Image object location entries -
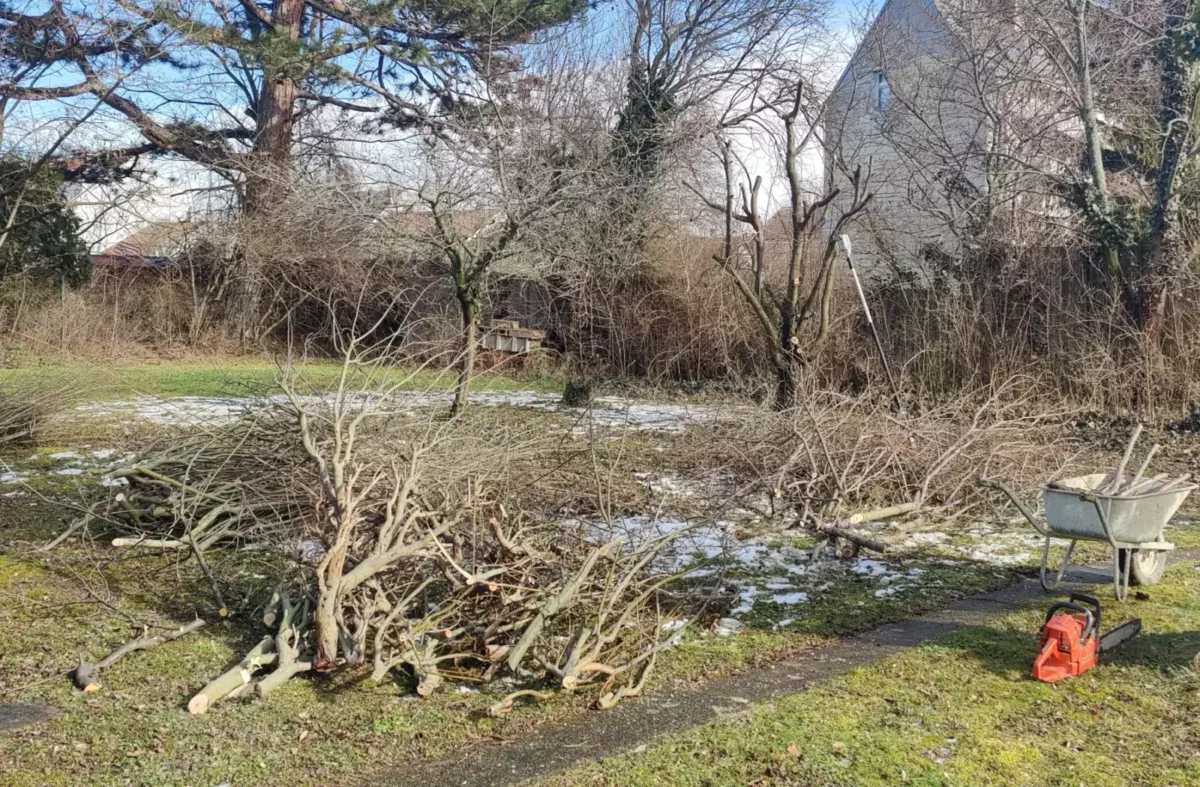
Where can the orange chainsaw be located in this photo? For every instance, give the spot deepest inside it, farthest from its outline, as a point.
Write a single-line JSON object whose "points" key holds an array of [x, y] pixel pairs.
{"points": [[1069, 642]]}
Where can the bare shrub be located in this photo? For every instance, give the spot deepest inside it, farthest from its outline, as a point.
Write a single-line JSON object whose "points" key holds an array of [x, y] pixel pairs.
{"points": [[25, 407], [399, 545], [837, 452]]}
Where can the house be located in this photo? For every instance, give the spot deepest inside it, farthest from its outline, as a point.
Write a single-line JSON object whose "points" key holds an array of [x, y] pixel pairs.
{"points": [[966, 128], [151, 248]]}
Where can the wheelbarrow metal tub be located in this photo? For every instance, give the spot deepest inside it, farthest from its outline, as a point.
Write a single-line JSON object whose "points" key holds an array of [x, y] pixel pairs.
{"points": [[1131, 526], [1137, 520]]}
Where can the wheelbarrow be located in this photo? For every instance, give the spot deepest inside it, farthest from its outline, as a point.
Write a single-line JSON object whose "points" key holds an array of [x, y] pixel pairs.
{"points": [[1131, 524]]}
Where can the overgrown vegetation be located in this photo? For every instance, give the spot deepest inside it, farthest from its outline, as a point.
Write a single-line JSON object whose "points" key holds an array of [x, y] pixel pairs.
{"points": [[963, 709]]}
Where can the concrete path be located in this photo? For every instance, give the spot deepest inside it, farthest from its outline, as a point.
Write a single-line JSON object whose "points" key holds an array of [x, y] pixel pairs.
{"points": [[643, 721]]}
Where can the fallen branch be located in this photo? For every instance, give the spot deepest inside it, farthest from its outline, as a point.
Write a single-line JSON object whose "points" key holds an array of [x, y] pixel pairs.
{"points": [[87, 676], [288, 647]]}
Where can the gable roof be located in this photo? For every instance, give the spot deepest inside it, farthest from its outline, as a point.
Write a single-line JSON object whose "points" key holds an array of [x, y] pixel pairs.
{"points": [[157, 240]]}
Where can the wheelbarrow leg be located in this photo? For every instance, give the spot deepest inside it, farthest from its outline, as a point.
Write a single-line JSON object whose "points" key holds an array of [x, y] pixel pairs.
{"points": [[1045, 563], [1120, 578]]}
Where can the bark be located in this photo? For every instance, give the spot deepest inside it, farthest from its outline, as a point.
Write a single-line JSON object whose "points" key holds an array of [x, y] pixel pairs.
{"points": [[269, 172], [289, 647], [1174, 125], [467, 356], [87, 676], [235, 679]]}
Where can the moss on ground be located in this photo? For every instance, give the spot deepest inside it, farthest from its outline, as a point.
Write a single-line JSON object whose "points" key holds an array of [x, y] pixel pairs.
{"points": [[961, 710]]}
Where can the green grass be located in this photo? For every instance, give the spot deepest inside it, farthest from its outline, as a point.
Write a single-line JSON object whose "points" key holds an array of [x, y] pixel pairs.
{"points": [[231, 377], [136, 728], [963, 710]]}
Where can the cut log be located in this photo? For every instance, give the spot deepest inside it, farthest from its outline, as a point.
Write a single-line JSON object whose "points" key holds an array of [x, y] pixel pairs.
{"points": [[259, 656], [1111, 486], [87, 676], [1141, 470], [288, 647], [883, 514]]}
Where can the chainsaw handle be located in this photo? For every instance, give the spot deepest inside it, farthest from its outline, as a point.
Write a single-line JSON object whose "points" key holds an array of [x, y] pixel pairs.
{"points": [[1092, 601], [1071, 606]]}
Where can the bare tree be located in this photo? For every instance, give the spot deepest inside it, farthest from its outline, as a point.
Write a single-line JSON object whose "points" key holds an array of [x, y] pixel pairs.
{"points": [[784, 313]]}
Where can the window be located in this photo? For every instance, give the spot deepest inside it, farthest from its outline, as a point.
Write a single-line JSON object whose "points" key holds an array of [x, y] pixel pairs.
{"points": [[882, 91]]}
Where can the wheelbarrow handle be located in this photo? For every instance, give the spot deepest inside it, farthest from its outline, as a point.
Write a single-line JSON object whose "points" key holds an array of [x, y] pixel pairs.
{"points": [[993, 484]]}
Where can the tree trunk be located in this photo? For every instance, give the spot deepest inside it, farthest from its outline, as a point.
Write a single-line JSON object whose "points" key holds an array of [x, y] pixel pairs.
{"points": [[467, 356], [787, 372], [1093, 143], [269, 174], [1174, 114]]}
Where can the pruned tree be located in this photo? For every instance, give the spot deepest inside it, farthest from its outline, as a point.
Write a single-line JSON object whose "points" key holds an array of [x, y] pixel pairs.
{"points": [[785, 312]]}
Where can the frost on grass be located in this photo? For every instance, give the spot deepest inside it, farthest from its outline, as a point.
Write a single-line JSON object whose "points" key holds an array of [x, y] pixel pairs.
{"points": [[604, 413]]}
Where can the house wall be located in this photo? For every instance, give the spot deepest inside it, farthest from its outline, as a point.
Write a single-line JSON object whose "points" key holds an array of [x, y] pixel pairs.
{"points": [[923, 150]]}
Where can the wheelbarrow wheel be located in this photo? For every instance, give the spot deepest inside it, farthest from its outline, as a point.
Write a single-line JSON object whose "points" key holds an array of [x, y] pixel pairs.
{"points": [[1146, 565]]}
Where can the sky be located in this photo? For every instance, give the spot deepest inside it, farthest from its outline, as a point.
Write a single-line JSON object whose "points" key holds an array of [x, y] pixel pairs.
{"points": [[179, 190]]}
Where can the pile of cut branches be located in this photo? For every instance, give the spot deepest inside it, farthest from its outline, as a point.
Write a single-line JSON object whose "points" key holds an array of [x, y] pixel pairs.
{"points": [[396, 550], [27, 406]]}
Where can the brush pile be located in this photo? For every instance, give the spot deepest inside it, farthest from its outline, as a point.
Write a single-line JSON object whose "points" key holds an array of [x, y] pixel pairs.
{"points": [[837, 455], [1121, 485], [399, 552], [27, 407]]}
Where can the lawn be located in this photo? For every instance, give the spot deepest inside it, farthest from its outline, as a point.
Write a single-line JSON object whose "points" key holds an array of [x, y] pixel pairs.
{"points": [[963, 710], [233, 377], [72, 604], [954, 713]]}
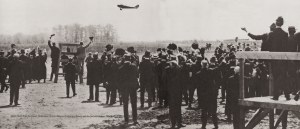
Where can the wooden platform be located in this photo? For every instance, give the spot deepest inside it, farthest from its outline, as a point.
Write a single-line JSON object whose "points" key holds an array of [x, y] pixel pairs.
{"points": [[267, 102]]}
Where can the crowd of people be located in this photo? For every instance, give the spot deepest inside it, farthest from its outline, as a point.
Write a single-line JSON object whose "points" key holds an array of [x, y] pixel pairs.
{"points": [[170, 76]]}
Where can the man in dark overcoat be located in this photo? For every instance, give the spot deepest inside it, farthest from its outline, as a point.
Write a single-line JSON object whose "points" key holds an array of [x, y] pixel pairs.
{"points": [[70, 77], [15, 78], [94, 76], [129, 86], [278, 41]]}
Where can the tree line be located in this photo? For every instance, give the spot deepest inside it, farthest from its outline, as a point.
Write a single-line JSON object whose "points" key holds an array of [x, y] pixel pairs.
{"points": [[73, 33]]}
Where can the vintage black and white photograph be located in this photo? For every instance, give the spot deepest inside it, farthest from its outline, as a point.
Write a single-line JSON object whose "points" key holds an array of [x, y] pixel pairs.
{"points": [[149, 64]]}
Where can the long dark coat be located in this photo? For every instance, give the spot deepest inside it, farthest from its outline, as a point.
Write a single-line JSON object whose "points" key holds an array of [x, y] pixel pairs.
{"points": [[147, 73], [94, 72], [40, 67], [70, 72], [207, 80], [128, 76]]}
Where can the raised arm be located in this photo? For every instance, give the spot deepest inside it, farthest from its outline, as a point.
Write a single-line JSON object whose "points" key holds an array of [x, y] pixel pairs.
{"points": [[49, 41], [88, 45], [257, 37]]}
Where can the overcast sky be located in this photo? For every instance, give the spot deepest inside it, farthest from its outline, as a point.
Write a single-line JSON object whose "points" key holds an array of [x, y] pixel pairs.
{"points": [[154, 20]]}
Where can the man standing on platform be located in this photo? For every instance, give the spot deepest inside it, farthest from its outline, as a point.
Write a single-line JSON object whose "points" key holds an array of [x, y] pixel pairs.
{"points": [[70, 77], [264, 37], [81, 53], [54, 56], [292, 46], [210, 93], [278, 41]]}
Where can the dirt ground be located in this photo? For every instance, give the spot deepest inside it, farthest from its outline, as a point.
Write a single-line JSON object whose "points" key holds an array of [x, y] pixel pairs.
{"points": [[45, 106]]}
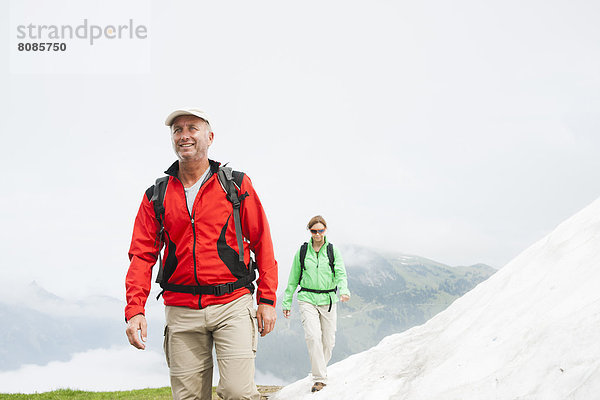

Exercise brief - Collect every line of the records above that contains the word "grass", treating uppercase and lowercase letters as different.

Solution to the problem -
Where can the green grass be located in this photo? For every instance, give the spot deepest inside it, farthest from its outline, as a point.
Where can the frost on grass be located in this photo? For every instance, give the spot deepest inside it, farthest from its outline, as a point.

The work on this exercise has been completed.